現在医療で使用されている,または研究段階にある薬剤からがんを縮小する効果のある薬剤を選び出す手法を薬剤スクリーニングと呼んでいます。これまでのがん細胞の培養法は,患者由来のがん組織から樹立する効率が低く、性質が限定された既存のがん細胞株でしか薬剤スクリーニングを行うことができませんでした。

 我々が開発したオルガノイド培養法により培養がん細胞の樹立効率が飛躍的に上昇し,個々の患者さん由来の組織検体から様々な種類のがんオルガノイドを樹立することが可能になりました。このがんオルガノイドに数百,数千種類という多数の薬剤をふりかけることにより,がん細胞を殺傷する効果があるかを網羅的に検討する手法(ハイスループットスクリーニング法)を確立しました。オルガノイド培養法は、がん細胞だけでなく正常の細胞も培養することができるため,がんには効果があるが正常の細胞に影響がない,副作用の少ない薬剤をスクリーニングすることも可能になりました.

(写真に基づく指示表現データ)

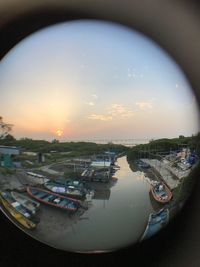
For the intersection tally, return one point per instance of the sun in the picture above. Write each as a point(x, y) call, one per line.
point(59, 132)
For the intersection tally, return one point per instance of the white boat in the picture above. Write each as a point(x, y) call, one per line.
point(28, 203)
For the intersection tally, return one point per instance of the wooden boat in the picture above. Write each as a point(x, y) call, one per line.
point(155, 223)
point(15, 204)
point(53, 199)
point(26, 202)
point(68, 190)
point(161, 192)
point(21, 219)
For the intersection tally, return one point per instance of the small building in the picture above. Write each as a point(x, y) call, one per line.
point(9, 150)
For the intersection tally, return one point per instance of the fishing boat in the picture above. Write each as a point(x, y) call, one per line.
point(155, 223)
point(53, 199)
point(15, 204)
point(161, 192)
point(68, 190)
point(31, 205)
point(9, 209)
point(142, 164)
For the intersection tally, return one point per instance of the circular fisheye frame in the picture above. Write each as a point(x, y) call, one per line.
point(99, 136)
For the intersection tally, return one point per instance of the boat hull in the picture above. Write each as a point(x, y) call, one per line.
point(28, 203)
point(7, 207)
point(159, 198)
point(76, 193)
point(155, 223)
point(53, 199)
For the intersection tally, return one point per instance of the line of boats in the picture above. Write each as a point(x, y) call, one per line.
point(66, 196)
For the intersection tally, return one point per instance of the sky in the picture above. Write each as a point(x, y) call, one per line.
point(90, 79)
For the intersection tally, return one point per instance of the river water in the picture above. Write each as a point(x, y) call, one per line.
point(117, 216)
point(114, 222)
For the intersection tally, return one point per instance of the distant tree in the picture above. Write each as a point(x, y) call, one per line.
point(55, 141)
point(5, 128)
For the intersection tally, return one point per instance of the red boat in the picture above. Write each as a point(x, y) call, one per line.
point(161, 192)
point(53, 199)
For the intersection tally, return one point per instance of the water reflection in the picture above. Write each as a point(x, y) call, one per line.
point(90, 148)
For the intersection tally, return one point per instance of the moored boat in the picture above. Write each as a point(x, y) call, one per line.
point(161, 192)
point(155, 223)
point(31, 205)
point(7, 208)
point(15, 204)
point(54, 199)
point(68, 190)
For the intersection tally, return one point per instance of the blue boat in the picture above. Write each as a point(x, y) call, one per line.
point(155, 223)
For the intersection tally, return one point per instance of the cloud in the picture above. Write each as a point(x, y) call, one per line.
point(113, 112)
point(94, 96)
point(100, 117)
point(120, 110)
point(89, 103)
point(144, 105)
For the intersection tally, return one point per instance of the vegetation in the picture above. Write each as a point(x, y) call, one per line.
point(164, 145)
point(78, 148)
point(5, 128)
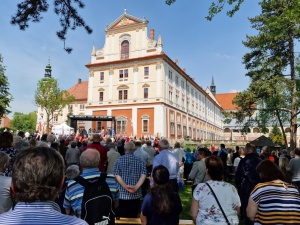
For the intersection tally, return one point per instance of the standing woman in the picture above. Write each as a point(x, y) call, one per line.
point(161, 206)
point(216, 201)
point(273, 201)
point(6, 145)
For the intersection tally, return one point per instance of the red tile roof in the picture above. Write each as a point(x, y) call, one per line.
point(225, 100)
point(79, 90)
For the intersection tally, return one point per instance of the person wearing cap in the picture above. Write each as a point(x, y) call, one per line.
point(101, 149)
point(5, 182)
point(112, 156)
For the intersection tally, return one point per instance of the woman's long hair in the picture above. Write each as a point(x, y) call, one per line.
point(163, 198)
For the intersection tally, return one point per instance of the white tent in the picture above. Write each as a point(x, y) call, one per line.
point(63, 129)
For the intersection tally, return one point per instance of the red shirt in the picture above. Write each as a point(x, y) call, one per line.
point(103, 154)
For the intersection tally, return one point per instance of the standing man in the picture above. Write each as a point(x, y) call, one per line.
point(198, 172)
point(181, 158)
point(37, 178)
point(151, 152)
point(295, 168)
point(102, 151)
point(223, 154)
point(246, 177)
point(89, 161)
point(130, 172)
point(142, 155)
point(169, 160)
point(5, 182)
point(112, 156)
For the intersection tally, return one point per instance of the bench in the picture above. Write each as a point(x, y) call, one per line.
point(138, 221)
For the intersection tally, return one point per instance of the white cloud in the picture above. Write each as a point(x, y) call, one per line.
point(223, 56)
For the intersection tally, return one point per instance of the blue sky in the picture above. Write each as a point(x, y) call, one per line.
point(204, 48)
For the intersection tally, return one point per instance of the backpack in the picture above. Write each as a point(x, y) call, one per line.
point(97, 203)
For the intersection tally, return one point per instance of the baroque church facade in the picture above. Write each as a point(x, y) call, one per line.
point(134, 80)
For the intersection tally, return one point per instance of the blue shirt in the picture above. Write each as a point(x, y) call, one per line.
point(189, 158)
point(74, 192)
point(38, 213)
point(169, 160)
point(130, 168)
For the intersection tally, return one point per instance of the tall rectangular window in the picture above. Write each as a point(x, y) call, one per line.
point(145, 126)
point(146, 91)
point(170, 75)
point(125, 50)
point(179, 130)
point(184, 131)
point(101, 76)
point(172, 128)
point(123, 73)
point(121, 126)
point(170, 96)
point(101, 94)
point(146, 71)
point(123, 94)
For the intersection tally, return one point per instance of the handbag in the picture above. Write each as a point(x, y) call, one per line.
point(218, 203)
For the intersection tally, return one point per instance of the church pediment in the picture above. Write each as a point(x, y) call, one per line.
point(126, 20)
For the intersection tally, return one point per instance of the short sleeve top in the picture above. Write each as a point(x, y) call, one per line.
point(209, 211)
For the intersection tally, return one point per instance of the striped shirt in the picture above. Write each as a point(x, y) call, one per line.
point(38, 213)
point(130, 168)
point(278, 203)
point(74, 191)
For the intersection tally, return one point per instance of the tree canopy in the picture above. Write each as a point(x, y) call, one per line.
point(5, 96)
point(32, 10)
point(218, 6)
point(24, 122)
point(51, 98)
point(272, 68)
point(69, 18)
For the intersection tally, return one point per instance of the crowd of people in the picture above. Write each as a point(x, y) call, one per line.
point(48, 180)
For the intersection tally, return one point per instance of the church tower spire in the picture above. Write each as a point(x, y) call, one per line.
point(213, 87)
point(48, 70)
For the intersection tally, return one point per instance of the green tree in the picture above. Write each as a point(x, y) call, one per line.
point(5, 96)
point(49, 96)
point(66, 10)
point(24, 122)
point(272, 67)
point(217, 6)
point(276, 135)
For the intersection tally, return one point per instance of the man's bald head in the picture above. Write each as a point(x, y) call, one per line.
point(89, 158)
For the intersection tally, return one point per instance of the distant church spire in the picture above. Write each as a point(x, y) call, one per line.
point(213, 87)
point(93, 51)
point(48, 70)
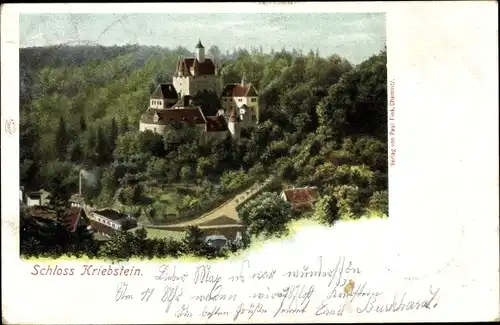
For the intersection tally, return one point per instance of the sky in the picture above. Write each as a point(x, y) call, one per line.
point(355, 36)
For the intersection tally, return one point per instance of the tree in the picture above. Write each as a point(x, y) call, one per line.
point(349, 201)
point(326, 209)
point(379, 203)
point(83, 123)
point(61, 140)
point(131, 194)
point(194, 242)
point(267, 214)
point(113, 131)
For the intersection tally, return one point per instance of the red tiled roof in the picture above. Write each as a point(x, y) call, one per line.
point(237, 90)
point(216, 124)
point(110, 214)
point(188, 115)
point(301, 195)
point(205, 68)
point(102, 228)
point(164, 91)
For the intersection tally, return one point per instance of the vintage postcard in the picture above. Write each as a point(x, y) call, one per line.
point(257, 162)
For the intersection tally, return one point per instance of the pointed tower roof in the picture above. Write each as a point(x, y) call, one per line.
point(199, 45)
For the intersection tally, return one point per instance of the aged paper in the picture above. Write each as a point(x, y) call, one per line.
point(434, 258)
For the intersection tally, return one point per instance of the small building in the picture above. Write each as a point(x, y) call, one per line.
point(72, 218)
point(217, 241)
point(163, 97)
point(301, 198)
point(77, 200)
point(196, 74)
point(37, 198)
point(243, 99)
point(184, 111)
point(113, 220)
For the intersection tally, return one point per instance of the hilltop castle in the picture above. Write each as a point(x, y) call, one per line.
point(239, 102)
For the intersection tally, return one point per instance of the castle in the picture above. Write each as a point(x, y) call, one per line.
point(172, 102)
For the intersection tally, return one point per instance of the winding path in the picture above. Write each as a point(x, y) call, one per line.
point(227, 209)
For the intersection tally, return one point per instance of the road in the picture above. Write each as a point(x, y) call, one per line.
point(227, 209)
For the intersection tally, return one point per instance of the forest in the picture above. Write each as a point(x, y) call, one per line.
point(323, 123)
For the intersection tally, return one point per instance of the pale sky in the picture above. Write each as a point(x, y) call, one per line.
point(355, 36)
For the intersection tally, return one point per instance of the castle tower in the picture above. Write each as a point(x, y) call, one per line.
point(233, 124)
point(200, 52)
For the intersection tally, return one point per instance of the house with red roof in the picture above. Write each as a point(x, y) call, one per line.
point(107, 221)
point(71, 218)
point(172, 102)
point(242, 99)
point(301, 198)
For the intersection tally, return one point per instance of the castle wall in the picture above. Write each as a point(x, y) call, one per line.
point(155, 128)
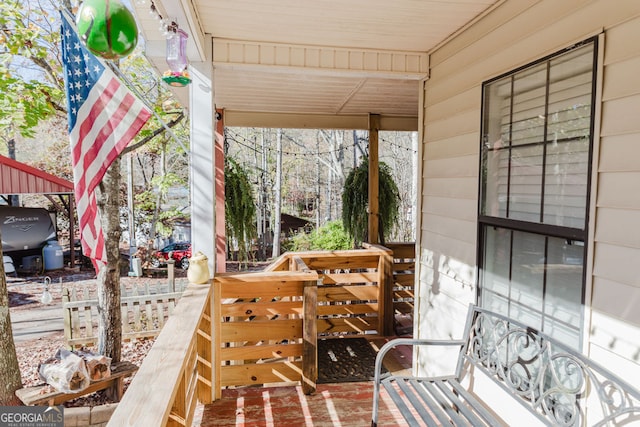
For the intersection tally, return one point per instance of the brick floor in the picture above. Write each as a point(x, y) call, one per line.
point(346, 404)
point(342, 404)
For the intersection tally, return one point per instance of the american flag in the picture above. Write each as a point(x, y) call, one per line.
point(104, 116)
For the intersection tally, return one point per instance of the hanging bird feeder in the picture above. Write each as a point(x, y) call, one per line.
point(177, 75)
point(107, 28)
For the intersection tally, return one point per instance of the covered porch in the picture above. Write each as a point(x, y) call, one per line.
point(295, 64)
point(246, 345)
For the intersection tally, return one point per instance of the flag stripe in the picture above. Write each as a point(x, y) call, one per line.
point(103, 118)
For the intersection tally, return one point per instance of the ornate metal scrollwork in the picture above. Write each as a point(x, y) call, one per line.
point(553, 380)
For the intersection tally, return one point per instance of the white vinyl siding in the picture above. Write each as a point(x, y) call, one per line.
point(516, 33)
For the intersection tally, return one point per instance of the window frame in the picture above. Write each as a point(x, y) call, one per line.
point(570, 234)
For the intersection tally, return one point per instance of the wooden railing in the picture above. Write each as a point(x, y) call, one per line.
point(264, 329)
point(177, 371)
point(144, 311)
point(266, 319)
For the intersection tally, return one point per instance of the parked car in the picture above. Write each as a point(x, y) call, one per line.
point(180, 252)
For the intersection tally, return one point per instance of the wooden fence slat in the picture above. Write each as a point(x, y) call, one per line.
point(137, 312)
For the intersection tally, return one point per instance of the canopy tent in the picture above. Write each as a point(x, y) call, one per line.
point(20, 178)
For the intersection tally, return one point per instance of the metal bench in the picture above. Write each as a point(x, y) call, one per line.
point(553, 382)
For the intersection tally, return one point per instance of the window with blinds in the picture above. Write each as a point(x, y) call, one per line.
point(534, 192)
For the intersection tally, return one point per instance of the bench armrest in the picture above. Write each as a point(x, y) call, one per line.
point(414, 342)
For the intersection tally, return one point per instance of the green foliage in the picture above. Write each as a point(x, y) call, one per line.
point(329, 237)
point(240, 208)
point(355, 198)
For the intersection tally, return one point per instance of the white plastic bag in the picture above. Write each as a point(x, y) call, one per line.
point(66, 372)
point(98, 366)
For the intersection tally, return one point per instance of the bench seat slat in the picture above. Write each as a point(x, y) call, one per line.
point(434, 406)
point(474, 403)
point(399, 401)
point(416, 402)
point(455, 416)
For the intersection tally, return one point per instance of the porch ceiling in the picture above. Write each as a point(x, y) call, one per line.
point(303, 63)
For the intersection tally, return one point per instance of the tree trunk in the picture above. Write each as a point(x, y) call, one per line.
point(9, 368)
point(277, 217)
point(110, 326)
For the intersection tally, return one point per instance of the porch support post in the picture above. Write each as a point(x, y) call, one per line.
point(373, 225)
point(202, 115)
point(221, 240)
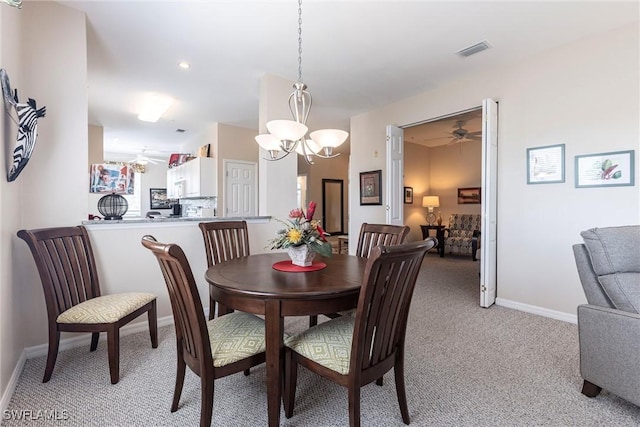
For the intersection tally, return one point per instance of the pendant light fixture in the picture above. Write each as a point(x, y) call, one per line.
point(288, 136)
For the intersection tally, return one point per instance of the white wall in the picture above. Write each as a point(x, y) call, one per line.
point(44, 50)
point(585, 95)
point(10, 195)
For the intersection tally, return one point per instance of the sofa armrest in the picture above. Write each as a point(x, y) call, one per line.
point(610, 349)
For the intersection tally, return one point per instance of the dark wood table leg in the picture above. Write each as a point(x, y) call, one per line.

• _取り組む課題_:
1. オルガノイド培養法の文章では、がんオルガノイドに多数の薬剤をふりかけてがん細胞を殺傷する効果を網羅的に調べる手法を何と呼んでいるか。
2. オルガノイドを使った薬剤スクリーニングの文章を、最後の文の次から書き継ぐこと。

• _演習の結果_:
1. ハイスループットスクリーニング法。

2.
 また、がんオルガノイドからDNAやRNAを取り出し,がんに特有の遺伝子変異・遺伝子発現などを調べる次世代シークエンス解析、遺伝子発現解析、コピー数多型の結果と併せることで、これまでの細胞株だけでは見つからなかった新しい臨床バイオマーカーなど新たな発見が期待されています。このような細胞レベル(In vitro)の解析に加え、がんオルガノイドを免疫不全マウスに移植し薬剤を投与し,生体内(in vivo)での効果を確認する解析や、実際の患者さんのが治療で投与した抗癌剤の治療効果を(臨床データ)との比較も行っています。このように、オルガノイド培養法を薬剤スクリーニングに応用する取り組みにより、研究分野の裾野を広げると共に、実際の患者さんに対してそれぞれにあった治療方法を提案する個別化医療への実現も目指しています。